And we saw the boat. Through a beautiful twist of fate - perhaps we have Bernie himself to thank - the CG36500 was in Chatham that day getting a new coat of paint for her upcoming summer outings on the Cape. We spoke to men whose names and faces we recognized from the book and let our hands hear the story again as we walked around the boat. For real.

To our Three-Peats: we love you.
It was one of those days spent in celebration of good. There was magic and joy and laughter everywhere we turned that day. And it was another for which we had no words. Without verbalizing it, we both felt like there was so much wrapped up in that day. Another year, our fifth successful All In!, Mary's new administrative position, and the sight of her daughter taking her place among the Three-Peats.

After a year filled with so much change, it was beautiful to know that some things stay the same. We wiggled our toes in the sand and looked around. The Crazy Reading Ladies aren't going anywhere. We'll always have each other. As long as we have our kids and a good book - as long as we have us and a bus - we'll all be okay.





Sunday, July 10, 2016

Home

  The International Literacy Association conference is in Boston this year, something that made us squeal with excitement last year. There's just something fun about playing host to thousands upon thousands of book lovers. 

We arrived yesterday mid-morning and, after locating the rooms for our various sessions and checking out the technology set up (2 years running of last-minute tech disasters makes a CRL a little twitchy...) we hit the exhibit floor. After reuniting with a lifelong friend, meeting a woman with whom we've exchanged dozens of emails, and meeting Snuffy, Mary sighed to Erin, "I love it here."

Written task A — In the blog passage, why was the CG36500 in Chatham that day?
Written task B — Duplicate the part of the blog passage starting with "To our Three-Peats: we" and going on through "among the Three-Peats.", word for word.

Data shown —
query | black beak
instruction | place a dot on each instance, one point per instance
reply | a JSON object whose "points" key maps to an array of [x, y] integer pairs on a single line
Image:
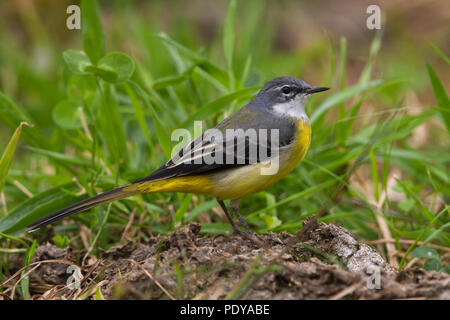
{"points": [[316, 89]]}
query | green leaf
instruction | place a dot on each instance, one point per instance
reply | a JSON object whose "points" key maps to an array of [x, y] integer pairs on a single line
{"points": [[214, 71], [6, 159], [441, 96], [105, 73], [440, 53], [406, 205], [76, 61], [37, 207], [115, 67], [341, 97], [173, 80], [66, 114], [228, 40], [425, 252], [13, 116], [93, 40], [62, 157], [112, 126], [163, 137]]}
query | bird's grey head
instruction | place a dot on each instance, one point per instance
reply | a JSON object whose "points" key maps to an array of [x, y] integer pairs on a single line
{"points": [[287, 96]]}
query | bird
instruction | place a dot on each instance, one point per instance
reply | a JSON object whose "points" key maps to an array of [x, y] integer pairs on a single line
{"points": [[240, 157]]}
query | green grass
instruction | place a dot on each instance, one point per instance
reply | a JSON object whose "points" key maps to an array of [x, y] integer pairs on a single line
{"points": [[104, 117]]}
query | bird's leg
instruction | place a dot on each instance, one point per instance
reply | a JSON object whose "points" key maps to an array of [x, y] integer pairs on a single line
{"points": [[229, 218], [250, 236], [234, 205]]}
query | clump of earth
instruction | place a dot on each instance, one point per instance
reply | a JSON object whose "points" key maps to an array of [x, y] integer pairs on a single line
{"points": [[323, 261]]}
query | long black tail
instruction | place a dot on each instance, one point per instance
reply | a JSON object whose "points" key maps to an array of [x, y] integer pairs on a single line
{"points": [[112, 195]]}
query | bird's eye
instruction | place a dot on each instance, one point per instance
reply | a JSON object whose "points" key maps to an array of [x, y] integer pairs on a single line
{"points": [[286, 90]]}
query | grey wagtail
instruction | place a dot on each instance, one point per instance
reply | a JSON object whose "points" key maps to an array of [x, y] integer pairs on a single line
{"points": [[279, 107]]}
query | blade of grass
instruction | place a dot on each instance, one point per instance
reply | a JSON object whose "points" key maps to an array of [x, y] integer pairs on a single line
{"points": [[6, 159]]}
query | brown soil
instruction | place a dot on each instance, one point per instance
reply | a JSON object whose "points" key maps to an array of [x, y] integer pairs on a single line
{"points": [[323, 261]]}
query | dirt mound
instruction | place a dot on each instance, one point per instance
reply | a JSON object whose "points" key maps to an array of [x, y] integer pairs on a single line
{"points": [[323, 261]]}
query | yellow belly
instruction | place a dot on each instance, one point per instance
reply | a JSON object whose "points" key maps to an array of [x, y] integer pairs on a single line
{"points": [[238, 182]]}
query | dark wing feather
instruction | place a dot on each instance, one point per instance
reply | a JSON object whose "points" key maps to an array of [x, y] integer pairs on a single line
{"points": [[191, 159]]}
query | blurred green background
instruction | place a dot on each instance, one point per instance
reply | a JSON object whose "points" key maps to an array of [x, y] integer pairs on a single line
{"points": [[379, 159]]}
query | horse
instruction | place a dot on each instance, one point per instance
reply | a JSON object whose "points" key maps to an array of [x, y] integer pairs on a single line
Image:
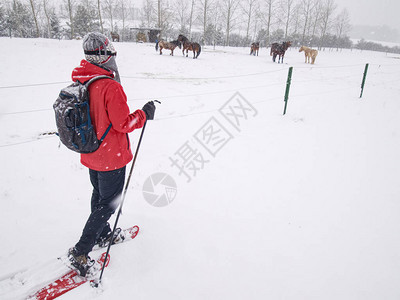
{"points": [[168, 45], [189, 46], [114, 37], [254, 48], [310, 54], [279, 49]]}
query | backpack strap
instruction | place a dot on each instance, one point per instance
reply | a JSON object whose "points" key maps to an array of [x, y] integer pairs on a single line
{"points": [[87, 87], [96, 78], [105, 133]]}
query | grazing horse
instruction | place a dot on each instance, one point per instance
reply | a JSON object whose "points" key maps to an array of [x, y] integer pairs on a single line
{"points": [[114, 37], [189, 46], [254, 48], [279, 50], [168, 45], [309, 54]]}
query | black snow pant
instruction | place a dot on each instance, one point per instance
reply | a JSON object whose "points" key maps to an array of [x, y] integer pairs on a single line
{"points": [[107, 188]]}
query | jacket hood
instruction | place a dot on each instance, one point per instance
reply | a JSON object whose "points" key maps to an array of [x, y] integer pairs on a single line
{"points": [[87, 71]]}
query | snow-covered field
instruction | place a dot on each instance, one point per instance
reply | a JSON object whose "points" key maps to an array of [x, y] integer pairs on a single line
{"points": [[300, 206]]}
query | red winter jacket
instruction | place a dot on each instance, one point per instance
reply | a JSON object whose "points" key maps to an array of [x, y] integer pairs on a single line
{"points": [[108, 104]]}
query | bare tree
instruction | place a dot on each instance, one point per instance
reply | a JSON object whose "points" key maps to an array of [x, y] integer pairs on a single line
{"points": [[100, 18], [35, 11], [191, 19], [69, 6], [147, 12], [342, 25], [306, 9], [317, 15], [110, 7], [205, 7], [287, 10], [229, 8], [46, 10], [249, 7], [123, 12], [327, 19], [159, 13], [182, 11], [269, 8]]}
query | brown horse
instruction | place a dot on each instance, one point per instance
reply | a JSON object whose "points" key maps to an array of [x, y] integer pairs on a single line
{"points": [[254, 48], [279, 50], [114, 37], [168, 45], [189, 46], [309, 54]]}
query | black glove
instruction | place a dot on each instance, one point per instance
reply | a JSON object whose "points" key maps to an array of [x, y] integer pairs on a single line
{"points": [[149, 109]]}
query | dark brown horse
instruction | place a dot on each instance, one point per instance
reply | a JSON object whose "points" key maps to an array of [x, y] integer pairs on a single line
{"points": [[254, 48], [168, 45], [189, 46], [279, 50], [114, 37]]}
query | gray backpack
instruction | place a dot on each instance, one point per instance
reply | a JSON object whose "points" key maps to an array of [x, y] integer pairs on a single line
{"points": [[73, 120]]}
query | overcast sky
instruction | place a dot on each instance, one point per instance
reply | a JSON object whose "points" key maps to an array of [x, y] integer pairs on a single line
{"points": [[362, 12], [372, 12]]}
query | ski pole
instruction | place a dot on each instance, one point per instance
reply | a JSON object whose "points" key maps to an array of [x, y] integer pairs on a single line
{"points": [[97, 283]]}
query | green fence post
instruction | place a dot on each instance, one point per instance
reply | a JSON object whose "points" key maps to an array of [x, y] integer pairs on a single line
{"points": [[289, 80], [363, 82]]}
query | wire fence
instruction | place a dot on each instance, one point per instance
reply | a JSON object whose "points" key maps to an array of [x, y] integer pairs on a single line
{"points": [[357, 73]]}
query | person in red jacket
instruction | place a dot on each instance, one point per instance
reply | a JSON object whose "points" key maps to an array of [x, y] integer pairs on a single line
{"points": [[108, 105]]}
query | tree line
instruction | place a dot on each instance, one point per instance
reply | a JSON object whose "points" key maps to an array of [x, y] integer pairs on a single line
{"points": [[314, 23]]}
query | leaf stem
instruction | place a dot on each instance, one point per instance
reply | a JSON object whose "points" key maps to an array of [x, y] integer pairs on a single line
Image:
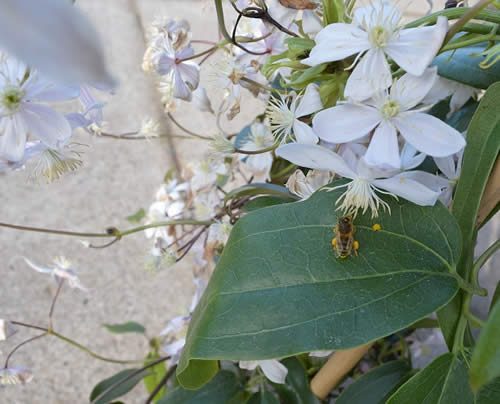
{"points": [[468, 15]]}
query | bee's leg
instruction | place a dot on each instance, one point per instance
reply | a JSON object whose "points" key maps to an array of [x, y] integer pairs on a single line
{"points": [[355, 247]]}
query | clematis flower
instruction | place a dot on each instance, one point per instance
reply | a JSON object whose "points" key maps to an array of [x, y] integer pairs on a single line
{"points": [[366, 182], [15, 376], [284, 113], [273, 369], [61, 270], [375, 34], [259, 165], [305, 185], [166, 59], [23, 113], [388, 114]]}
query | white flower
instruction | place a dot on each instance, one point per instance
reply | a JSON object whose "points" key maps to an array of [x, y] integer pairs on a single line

Response A — It was getting a new coat of paint for its upcoming summer outings on the Cape.

Response B —
To our Three-Peats: we love you.
It was one of those days spent in celebration of good. There was magic and joy and laughter everywhere we turned that day. And it was another for which we had no words. Without verbalizing it, we both felt like there was so much wrapped up in that day. Another year, our fifth successful All In!, Mary's new administrative position, and the sight of her daughter taking her place among the Three-Peats.